__Required work__: Write out every entry word for word.
┌─ Recorded data
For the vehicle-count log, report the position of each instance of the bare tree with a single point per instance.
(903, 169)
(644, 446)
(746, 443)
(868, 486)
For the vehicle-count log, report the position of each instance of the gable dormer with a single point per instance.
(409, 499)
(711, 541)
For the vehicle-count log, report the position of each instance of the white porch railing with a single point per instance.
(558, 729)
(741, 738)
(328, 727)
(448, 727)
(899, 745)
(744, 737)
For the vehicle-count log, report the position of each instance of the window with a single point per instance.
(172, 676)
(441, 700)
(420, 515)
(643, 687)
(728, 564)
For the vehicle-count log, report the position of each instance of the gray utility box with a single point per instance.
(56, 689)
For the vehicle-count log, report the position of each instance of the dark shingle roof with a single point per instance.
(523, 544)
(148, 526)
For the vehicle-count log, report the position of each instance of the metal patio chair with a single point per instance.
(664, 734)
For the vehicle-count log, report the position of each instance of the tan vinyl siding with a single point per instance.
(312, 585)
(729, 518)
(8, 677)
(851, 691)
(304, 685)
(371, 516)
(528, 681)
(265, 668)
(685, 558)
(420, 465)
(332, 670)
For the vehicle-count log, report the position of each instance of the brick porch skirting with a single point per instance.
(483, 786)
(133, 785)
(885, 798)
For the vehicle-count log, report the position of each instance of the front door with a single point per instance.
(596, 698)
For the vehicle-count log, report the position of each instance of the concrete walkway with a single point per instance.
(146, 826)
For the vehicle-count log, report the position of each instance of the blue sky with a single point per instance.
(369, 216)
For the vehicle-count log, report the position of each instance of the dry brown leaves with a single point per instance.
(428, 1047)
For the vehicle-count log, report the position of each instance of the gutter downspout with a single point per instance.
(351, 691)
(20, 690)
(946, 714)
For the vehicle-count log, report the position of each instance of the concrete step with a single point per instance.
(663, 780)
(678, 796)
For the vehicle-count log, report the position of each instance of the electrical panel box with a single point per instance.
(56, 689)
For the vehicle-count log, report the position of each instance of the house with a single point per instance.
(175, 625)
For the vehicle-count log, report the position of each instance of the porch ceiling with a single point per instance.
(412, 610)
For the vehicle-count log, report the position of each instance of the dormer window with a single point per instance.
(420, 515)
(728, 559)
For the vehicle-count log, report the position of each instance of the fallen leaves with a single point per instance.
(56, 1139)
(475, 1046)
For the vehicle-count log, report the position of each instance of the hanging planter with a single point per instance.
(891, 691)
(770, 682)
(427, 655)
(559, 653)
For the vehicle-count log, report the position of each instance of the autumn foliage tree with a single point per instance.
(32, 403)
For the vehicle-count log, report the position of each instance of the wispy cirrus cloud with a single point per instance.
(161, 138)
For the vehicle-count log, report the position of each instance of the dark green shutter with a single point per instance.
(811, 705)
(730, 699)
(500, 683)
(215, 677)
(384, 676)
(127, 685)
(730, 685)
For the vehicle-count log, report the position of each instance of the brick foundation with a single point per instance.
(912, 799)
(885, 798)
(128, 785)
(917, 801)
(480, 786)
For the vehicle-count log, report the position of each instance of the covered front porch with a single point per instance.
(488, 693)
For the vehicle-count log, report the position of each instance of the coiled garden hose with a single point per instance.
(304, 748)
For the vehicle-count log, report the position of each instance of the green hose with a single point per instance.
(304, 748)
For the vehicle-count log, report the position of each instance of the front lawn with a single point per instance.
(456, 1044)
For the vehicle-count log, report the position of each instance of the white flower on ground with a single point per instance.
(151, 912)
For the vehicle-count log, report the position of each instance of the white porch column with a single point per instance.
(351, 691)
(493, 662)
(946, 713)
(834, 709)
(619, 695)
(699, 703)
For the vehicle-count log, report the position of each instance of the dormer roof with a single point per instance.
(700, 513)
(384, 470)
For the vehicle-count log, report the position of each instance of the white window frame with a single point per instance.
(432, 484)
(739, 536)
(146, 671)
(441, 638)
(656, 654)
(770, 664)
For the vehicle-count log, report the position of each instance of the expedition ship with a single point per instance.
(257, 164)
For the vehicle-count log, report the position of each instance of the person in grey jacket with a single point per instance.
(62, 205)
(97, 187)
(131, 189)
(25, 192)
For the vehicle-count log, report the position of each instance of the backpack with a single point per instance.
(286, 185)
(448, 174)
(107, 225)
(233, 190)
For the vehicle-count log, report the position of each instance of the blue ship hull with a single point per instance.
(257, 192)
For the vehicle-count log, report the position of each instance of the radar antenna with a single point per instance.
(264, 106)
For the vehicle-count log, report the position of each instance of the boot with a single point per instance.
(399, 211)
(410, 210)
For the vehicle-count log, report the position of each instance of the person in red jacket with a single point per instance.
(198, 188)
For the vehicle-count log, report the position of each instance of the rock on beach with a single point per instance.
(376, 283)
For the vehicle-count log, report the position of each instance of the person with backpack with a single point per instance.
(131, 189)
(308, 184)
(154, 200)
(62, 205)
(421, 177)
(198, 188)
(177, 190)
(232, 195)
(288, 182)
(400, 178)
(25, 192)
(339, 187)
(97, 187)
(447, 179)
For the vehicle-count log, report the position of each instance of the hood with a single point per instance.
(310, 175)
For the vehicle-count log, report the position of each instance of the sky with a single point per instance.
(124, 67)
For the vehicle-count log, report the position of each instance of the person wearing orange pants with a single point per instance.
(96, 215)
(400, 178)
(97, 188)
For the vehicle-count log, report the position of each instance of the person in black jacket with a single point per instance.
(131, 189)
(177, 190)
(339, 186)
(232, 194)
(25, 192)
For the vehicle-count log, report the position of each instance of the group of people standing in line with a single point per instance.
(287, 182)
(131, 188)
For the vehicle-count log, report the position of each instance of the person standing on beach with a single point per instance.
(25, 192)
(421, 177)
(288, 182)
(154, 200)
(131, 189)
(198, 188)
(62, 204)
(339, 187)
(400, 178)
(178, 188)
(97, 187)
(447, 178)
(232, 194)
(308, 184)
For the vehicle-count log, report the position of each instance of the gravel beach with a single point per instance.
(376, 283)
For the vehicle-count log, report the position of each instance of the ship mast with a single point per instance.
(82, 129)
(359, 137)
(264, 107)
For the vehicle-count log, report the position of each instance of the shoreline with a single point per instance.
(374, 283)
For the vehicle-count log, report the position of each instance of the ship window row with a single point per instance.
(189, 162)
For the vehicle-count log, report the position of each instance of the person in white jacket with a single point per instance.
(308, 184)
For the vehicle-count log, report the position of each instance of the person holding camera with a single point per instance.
└─
__Reply to the exercise__:
For the vehicle-count log, report the position of each instance of the bare tree with a single point per instance.
(903, 169)
(644, 446)
(746, 443)
(868, 486)
For the vehicle-count log, report the position of each instance of the gable dormer with a single point per instance.
(409, 499)
(711, 541)
For the vehicle-count log, report the position of each instance of the white porch railing with a single point per instance.
(558, 729)
(741, 738)
(328, 727)
(448, 727)
(899, 745)
(744, 737)
For the vehicle-count log, report the position of each instance of the window with a single point per instance.
(172, 676)
(441, 700)
(420, 515)
(643, 687)
(728, 564)
For the vehicle-count log, report the position of each instance of the gray utility box with a single point per instance.
(56, 689)
For the vehicle-count log, report the position of each instance of the dark shingle roof with a single point per instance.
(523, 544)
(148, 526)
For the vehicle-count log, report the position of each instance of the metal patio chair with a single point per instance.
(664, 734)
For the vehicle-count log, report the position of each instance of the tan vinyl siding with a single point per instance.
(312, 585)
(729, 518)
(8, 677)
(851, 691)
(304, 685)
(371, 516)
(528, 681)
(265, 668)
(685, 558)
(420, 465)
(332, 670)
For the vehicle-count log, report the position of each instance of the brick porch skirting with a single point per instance.
(483, 786)
(133, 785)
(885, 798)
For the vehicle-count log, report the position of each instance of the front door with a single point per instance.
(596, 698)
For the vehicle-count log, report the position of each instance of the concrete walkway with a single point per instance.
(146, 826)
For the vehicle-count log, report the position of each instance of the blue sky with a single point per instance.
(369, 216)
For the vehicle-count log, report the position of each instance of the dry brown leaves with a single point per instance.
(428, 1047)
For the vehicle-count log, report the position of each instance of the gutter downspout with a single point per instance.
(351, 691)
(20, 690)
(946, 714)
For the vehicle-count log, report the position of each instance of the concrete step with a single point per instance.
(663, 780)
(678, 796)
For the vehicle-count log, report the position of each instance of the electrical panel box with a single point per instance.
(56, 689)
For the vehicle-count log, report the position of each instance of the house with a single point per instance.
(175, 625)
For the vehicle-count log, report the position of each instance of the porch ceiling with a single point per instance.
(412, 610)
For the vehicle-count log, report the position of each instance of the dormer window with a single point per instance.
(420, 515)
(728, 559)
For the vehicle-count log, report the position of each instance of the fallen leaves with a single point per instance.
(56, 1139)
(475, 1046)
For the vehicle-count log, report the position of each instance of the hanging planter with a single point per instance.
(891, 691)
(770, 682)
(427, 655)
(559, 653)
For the vehicle-count log, report the position of each instance of the autumn foliage tree with a single point per instance.
(32, 403)
For the vehicle-count log, report the position of each instance of the wispy cirrus cloud with a single point per instance.
(161, 138)
For the vehicle-count log, report the position of each instance of the dark green shutter with a single point per instance.
(811, 705)
(730, 699)
(500, 683)
(215, 677)
(384, 676)
(127, 685)
(730, 685)
For the vehicle-count log, report the position of each instance of the brick foundation with a single point per instance.
(912, 799)
(885, 798)
(128, 785)
(917, 801)
(480, 786)
For the vehicle-count log, report the position of each instance of the covered front porch with a single point per instance.
(488, 693)
For the vehicle-count log, report the position of each instance of the coiled garden hose with a single point per instance.
(304, 748)
For the vehicle-count log, report the position of each instance of the green hose with a single point per instance.
(304, 748)
For the vehicle-count log, report the position of each instance of the front lawn with a single point per instance.
(456, 1044)
For the vehicle-count log, report the position of each instance of the white flower on ground with a single point per instance.
(151, 912)
For the vehicle-count log, report the position of each instance of the white porch column with a single point per instance.
(351, 691)
(493, 662)
(946, 713)
(834, 709)
(619, 695)
(699, 703)
For the vehicle-count log, report the position of each instance of the dormer roof with a single point per instance.
(700, 513)
(384, 470)
For the vehicle-count log, report the position of each instance of the white window frame with a single point per instance.
(432, 484)
(739, 536)
(146, 671)
(441, 638)
(656, 654)
(770, 664)
For the vehicle-count log, report the position of each instance of the expedition ship with a single point per instance.
(257, 164)
For the vehicle-count log, report the position of each instance of the person in grey jacket with a single point per instance.
(62, 205)
(97, 187)
(131, 189)
(25, 192)
For the vehicle-count log, report the position of each instance of the backpack with a single point per instance.
(286, 185)
(448, 174)
(107, 225)
(233, 190)
For the vehicle-count log, report the position of each instance of the blue ship hull with a single point per instance.
(257, 192)
For the vehicle-count log, report the position of each instance of the radar antenna with a single point per instance.
(264, 106)
For the vehicle-count log, report the position of each instance of the boot with a single point per instance.
(399, 211)
(410, 210)
For the vehicle-count log, report the position of each instance of the person in red jacket with a single point per instance.
(198, 188)
For the vehicle-count log, report the position of each instance of the rock on beach with a single point per instance.
(376, 283)
For the vehicle-count log, report the position of each instance of the person with backpack with a single point per instance.
(131, 189)
(308, 184)
(154, 200)
(62, 205)
(421, 177)
(198, 188)
(177, 190)
(232, 195)
(288, 182)
(400, 178)
(25, 192)
(339, 187)
(97, 187)
(447, 179)
For the vehicle-count log, report the position of each instance of the hood with a single point per instance.
(310, 175)
For the vehicle-count log, report the position of each instance of the sky with a single point per instance.
(124, 67)
For the vehicle-count log, report the position of each instance of the person wearing orange pants with a single point per instance.
(96, 215)
(400, 178)
(97, 188)
For the vehicle-count log, report the position of each instance of the person in black jacket with a single point per instance.
(131, 189)
(177, 190)
(339, 186)
(232, 194)
(25, 192)
For the vehicle-count log, report the position of each instance of the group of people standing in line with a single point per instance.
(287, 182)
(131, 188)
For the vehicle-count log, report the position of each instance of the person standing on beach with a single point per instance.
(25, 192)
(421, 177)
(288, 182)
(154, 200)
(131, 189)
(198, 188)
(62, 204)
(339, 187)
(400, 178)
(178, 188)
(97, 187)
(447, 178)
(232, 194)
(308, 184)
For the vehicle-count log, report the position of each instance of the gravel beach with a single point per instance.
(376, 283)
For the vehicle-count log, report the position of each instance of the ship mast with a single point per instance.
(82, 129)
(359, 137)
(264, 107)
For the vehicle-count log, report the position of each instance of the shoreline with a single point per instance.
(374, 283)
For the vehicle-count log, report the position of each instance of the ship window row with a single point per instance.
(189, 162)
For the vehicle-count log, report the position of each instance of the person in white jacket with a single point per instance.
(308, 184)
For the vehicle-count log, report the position of each instance of the person holding camera with a single point per instance.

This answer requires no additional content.